#### DATASET RECORDS
-*-
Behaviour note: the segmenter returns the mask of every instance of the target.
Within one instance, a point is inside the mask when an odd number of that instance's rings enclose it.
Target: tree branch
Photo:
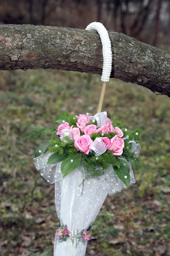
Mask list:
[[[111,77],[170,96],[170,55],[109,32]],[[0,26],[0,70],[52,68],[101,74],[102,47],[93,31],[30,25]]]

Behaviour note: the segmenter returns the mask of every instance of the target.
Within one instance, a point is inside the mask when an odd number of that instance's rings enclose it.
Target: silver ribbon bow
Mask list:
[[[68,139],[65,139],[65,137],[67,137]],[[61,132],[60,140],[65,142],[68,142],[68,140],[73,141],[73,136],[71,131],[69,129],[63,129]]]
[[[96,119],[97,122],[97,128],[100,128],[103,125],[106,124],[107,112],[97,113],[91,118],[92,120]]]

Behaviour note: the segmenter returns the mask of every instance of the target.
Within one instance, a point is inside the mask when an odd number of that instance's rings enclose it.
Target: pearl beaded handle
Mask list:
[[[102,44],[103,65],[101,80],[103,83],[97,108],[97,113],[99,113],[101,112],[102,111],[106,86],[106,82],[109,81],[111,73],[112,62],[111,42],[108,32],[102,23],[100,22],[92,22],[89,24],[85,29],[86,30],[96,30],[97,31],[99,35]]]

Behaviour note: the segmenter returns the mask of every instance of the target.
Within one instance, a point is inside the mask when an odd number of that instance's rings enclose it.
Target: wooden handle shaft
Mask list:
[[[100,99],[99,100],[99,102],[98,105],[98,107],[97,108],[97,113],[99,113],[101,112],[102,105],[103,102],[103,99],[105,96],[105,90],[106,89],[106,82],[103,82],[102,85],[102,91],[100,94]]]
-*-
#### REQUIREMENTS
Recast every line of the items above as a Markdown table with the columns Row and Line, numbering the rows in order and skipping blank lines. Leave the pictures out of the table.

#### FINISHED ANSWER
| Row | Line |
|---|---|
| 1 | Behaviour note: the segmenter returns the mask of every instance of the target. |
| 2 | Within one instance, a point is inside the mask when an odd number of that instance's rings enclose it. |
| 3 | Target: tree branch |
| 4 | Photo: |
| 5 | Mask list: |
| 6 | [[[111,77],[170,96],[170,55],[109,32]],[[0,26],[0,70],[52,68],[101,74],[102,47],[93,31],[30,25]]] |
| 7 | Behaviour note: the segmenter returns the mask of every instance of the target. |
| 8 | Within one instance, a point is inside the mask when an odd number of that instance's rings enclose it. |
| 9 | Target: silver ribbon bow |
| 10 | Mask list: |
| 11 | [[[68,139],[65,139],[65,137],[67,137]],[[61,132],[60,140],[65,142],[68,142],[68,140],[73,141],[73,136],[71,131],[69,129],[63,129]]] |
| 12 | [[[96,119],[97,122],[97,128],[100,128],[103,125],[106,124],[107,112],[97,113],[91,118],[92,120]]] |
| 13 | Behaviour note: the segmenter returns the mask of every instance of the target. |
| 14 | Within one instance, a point is inside the mask when an odd number of that instance's rings enclose it. |
| 15 | Target: pearl beaded handle |
| 16 | Mask list: |
| 17 | [[[102,44],[103,65],[101,80],[103,83],[97,108],[97,113],[99,113],[101,112],[102,111],[106,86],[106,82],[109,81],[111,73],[112,62],[111,42],[108,32],[102,23],[100,22],[92,22],[89,24],[85,29],[86,30],[96,30],[97,31],[99,35]]] |
| 18 | Behaviour note: the segmenter returns the mask of every instance of the target. |
| 19 | Within one instance, a point is inside the mask when an odd number of that instance's rings enclose it. |
| 20 | Target: wooden handle shaft |
| 21 | Mask list: |
| 22 | [[[100,99],[99,100],[99,102],[98,105],[98,107],[97,108],[97,113],[99,113],[101,112],[102,105],[103,102],[103,99],[105,96],[105,90],[106,89],[106,82],[103,82],[102,85],[102,91],[100,94]]] |